[Items in a dataset]

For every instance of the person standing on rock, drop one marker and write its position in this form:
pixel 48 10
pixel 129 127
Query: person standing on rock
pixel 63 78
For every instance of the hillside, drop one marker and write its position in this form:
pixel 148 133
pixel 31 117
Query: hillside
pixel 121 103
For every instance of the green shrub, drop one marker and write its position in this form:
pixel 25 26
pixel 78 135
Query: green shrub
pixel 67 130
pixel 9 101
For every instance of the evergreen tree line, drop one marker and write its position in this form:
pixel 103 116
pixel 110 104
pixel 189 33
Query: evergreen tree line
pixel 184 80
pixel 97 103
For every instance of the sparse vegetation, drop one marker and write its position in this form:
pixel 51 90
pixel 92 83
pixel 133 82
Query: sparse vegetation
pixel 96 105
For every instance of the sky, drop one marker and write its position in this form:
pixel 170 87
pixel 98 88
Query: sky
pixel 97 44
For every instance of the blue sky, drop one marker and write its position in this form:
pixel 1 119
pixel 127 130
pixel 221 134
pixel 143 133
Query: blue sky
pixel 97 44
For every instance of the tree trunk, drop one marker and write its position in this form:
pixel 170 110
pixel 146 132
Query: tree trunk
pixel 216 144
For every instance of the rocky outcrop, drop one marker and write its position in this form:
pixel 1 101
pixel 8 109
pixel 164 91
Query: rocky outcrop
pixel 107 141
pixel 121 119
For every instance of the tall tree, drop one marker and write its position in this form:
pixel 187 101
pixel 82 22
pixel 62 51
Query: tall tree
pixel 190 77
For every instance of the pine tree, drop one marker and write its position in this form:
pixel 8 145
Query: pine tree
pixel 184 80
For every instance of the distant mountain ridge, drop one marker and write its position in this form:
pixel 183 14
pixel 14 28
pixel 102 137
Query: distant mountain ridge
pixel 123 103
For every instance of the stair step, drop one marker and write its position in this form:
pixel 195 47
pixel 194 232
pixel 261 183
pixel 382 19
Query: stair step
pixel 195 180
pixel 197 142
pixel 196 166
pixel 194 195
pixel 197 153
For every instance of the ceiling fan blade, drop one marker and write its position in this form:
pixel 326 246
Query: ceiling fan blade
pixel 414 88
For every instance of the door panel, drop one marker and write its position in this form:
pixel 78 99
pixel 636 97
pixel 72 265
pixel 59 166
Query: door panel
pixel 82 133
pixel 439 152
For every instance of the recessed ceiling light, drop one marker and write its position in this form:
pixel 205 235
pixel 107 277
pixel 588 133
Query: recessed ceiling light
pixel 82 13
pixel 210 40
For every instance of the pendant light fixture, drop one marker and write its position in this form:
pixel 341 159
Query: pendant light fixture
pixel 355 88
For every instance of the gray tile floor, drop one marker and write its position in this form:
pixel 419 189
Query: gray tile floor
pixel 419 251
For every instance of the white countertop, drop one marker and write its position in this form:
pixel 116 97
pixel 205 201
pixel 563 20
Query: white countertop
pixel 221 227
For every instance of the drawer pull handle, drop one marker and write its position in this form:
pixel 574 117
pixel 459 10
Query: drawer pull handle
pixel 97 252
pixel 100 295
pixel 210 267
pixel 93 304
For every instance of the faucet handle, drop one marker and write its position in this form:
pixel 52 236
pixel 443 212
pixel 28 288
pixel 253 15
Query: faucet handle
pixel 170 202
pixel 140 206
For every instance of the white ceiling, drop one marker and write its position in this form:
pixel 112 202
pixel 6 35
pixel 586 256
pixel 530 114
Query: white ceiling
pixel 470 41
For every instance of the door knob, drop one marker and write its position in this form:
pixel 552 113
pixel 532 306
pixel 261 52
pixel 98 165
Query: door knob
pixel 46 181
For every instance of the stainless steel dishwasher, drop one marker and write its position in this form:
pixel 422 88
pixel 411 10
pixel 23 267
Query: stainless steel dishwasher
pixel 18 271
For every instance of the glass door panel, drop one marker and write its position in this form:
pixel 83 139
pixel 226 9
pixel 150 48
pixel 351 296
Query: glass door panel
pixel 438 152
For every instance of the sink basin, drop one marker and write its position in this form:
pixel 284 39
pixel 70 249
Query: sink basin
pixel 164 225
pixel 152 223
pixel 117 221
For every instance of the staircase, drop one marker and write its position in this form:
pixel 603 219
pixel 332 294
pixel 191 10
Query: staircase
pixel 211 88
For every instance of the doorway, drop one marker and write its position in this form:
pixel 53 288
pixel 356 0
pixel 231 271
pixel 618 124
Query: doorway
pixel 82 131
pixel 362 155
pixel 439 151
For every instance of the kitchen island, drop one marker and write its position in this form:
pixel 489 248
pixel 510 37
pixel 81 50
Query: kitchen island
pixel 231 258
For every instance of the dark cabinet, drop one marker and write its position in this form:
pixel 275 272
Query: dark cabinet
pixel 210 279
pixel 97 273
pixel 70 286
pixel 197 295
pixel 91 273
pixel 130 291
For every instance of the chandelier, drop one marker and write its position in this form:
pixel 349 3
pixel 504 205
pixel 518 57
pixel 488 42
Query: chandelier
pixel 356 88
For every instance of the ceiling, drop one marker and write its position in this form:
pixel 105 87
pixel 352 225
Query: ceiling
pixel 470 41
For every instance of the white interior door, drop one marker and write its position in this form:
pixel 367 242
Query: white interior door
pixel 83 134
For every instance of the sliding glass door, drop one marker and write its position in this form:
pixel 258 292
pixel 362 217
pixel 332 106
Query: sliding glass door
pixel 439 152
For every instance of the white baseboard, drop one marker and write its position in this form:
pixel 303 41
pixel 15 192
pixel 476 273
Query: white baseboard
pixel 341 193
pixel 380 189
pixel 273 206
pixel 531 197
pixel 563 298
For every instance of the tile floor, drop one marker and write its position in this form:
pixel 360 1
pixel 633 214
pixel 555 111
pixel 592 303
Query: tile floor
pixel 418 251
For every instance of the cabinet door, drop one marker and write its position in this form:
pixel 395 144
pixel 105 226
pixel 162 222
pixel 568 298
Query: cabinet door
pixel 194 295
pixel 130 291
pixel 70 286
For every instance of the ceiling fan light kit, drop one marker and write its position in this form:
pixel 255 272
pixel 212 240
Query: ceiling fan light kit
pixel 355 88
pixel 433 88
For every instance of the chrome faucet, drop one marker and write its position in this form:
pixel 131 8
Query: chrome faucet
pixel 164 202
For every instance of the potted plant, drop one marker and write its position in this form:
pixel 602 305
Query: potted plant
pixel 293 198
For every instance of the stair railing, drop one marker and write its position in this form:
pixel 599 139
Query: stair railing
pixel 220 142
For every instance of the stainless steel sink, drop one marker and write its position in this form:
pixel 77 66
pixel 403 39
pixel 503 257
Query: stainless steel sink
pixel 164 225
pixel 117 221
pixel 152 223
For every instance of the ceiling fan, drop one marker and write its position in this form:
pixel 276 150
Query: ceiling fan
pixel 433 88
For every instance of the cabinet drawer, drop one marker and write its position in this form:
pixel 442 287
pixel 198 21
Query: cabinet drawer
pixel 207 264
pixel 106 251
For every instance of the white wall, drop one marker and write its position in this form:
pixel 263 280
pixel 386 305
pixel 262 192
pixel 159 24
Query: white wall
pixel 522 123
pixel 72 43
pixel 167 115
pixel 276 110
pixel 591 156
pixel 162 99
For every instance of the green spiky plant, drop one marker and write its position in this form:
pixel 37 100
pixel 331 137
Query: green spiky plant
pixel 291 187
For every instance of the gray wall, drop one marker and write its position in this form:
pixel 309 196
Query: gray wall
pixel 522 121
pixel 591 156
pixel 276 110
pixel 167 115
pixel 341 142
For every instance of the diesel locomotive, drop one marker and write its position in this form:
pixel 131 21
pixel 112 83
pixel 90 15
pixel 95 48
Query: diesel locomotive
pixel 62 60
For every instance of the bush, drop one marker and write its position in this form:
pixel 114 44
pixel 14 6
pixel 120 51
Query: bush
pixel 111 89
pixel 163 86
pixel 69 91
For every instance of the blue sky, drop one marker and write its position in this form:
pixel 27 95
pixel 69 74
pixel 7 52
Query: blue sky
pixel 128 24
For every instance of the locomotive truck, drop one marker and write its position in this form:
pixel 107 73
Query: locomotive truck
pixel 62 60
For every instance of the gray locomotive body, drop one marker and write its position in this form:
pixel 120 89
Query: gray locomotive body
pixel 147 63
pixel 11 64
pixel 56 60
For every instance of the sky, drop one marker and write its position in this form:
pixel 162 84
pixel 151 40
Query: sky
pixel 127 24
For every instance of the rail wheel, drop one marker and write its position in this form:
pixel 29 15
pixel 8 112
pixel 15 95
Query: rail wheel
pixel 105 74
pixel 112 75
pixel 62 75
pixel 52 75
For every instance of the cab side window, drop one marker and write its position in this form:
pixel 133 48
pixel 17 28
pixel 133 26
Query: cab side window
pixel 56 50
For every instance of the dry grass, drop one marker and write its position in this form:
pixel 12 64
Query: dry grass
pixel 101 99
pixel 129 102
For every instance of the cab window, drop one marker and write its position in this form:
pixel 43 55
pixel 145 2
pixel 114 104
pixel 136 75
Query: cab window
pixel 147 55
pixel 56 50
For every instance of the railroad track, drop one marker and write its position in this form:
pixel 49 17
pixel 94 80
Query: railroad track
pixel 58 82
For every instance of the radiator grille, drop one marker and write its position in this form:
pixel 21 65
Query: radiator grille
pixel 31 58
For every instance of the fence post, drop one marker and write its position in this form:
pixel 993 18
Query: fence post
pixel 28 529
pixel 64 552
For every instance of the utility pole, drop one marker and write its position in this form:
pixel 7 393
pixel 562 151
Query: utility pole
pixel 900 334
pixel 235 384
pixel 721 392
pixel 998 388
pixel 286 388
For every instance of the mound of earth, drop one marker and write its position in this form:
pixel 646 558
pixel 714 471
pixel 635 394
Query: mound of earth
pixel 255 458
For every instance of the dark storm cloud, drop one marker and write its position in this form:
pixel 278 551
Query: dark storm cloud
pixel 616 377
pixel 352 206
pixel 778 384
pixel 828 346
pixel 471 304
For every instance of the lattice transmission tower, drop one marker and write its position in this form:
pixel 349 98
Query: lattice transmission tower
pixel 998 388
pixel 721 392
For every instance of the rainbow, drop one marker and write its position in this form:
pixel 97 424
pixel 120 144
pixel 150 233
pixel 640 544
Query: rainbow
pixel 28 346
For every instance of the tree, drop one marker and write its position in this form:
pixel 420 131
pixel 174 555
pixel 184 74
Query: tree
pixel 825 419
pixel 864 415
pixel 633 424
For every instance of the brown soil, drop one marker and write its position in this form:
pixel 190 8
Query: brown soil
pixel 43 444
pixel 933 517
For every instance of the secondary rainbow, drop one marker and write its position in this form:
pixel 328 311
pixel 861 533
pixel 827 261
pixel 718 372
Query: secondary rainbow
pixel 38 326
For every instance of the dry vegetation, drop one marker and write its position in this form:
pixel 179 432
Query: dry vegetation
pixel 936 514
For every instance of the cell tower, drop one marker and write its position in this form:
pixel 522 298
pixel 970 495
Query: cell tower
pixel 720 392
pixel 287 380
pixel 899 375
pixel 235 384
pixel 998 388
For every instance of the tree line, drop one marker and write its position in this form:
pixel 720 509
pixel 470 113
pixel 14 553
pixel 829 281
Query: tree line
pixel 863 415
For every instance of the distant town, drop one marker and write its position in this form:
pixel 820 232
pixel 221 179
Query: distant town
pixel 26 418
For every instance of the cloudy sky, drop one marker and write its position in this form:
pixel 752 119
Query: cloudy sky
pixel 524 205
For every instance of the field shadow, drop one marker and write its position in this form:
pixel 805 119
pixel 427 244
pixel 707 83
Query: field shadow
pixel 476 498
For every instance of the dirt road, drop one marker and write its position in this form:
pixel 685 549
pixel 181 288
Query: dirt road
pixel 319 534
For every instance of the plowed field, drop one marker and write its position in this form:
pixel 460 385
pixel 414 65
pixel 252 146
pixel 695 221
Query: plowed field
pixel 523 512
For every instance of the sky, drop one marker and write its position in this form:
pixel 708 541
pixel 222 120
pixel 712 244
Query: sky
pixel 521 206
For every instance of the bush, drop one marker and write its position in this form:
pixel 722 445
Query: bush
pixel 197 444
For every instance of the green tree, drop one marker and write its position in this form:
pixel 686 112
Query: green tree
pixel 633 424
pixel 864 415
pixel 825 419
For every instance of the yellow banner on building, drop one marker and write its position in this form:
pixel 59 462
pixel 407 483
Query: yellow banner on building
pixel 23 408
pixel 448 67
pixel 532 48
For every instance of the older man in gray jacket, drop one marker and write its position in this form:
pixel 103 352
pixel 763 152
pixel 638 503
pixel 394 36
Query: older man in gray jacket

» STATED EXERCISE
Copy out the lines from the one containing "For every instance of the stair step, drop" down to the one containing "pixel 414 88", both included, without changing them.

» FINAL RESULT
For every instance of the stair step, drop one marker and write its position in this form:
pixel 195 47
pixel 194 232
pixel 261 183
pixel 382 19
Query: stair step
pixel 195 180
pixel 197 142
pixel 196 166
pixel 194 195
pixel 197 153
For every instance of the ceiling fan blade, drop one marker and write its position in this form:
pixel 326 246
Query: ceiling fan blade
pixel 414 88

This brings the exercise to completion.